Collected data entries
============================================================
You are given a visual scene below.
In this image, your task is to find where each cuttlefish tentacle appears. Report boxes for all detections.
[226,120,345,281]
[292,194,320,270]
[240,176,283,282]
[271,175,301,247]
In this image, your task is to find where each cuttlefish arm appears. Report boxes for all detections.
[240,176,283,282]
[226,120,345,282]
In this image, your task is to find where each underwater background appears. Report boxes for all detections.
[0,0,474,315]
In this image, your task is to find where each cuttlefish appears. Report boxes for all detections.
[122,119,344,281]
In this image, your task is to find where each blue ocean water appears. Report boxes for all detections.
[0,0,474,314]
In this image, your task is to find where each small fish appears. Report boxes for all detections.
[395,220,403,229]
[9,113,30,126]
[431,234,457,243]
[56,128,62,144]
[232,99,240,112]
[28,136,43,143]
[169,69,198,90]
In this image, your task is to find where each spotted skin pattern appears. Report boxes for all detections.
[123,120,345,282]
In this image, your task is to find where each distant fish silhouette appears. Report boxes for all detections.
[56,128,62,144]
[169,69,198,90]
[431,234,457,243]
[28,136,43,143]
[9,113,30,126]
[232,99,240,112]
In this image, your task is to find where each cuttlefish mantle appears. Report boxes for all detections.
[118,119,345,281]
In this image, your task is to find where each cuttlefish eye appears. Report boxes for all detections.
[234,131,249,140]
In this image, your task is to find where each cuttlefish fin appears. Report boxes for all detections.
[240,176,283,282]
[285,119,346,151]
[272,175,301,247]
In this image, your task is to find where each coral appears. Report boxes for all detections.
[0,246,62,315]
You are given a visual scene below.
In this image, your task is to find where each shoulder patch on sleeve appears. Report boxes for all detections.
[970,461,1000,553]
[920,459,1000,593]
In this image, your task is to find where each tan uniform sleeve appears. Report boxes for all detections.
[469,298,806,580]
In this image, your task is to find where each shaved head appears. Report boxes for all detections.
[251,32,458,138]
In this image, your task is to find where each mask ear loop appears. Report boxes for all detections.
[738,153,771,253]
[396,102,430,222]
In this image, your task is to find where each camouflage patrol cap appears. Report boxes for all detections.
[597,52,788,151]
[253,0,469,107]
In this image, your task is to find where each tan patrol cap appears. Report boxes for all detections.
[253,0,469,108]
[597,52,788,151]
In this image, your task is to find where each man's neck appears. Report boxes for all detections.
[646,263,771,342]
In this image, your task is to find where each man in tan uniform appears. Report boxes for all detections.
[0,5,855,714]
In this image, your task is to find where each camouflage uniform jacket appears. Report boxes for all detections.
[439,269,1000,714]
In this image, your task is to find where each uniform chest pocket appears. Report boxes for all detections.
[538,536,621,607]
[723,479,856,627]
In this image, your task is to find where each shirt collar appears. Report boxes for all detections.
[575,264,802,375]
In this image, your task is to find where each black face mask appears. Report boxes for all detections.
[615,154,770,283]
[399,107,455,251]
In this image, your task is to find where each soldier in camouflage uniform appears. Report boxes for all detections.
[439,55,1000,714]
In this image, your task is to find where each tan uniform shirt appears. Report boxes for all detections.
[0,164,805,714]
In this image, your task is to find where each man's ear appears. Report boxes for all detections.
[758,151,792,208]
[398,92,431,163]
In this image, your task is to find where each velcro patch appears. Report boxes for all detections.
============================================================
- [Task directions] Gather every line in the records that contains the string "patch". Case counts.

- [Solution for this task]
In this image, your task is to find where each shoulder patch on sleeve appears. Report boxes for all detections.
In this image, your task is to find where each velcro patch appears. Report boxes for all detections.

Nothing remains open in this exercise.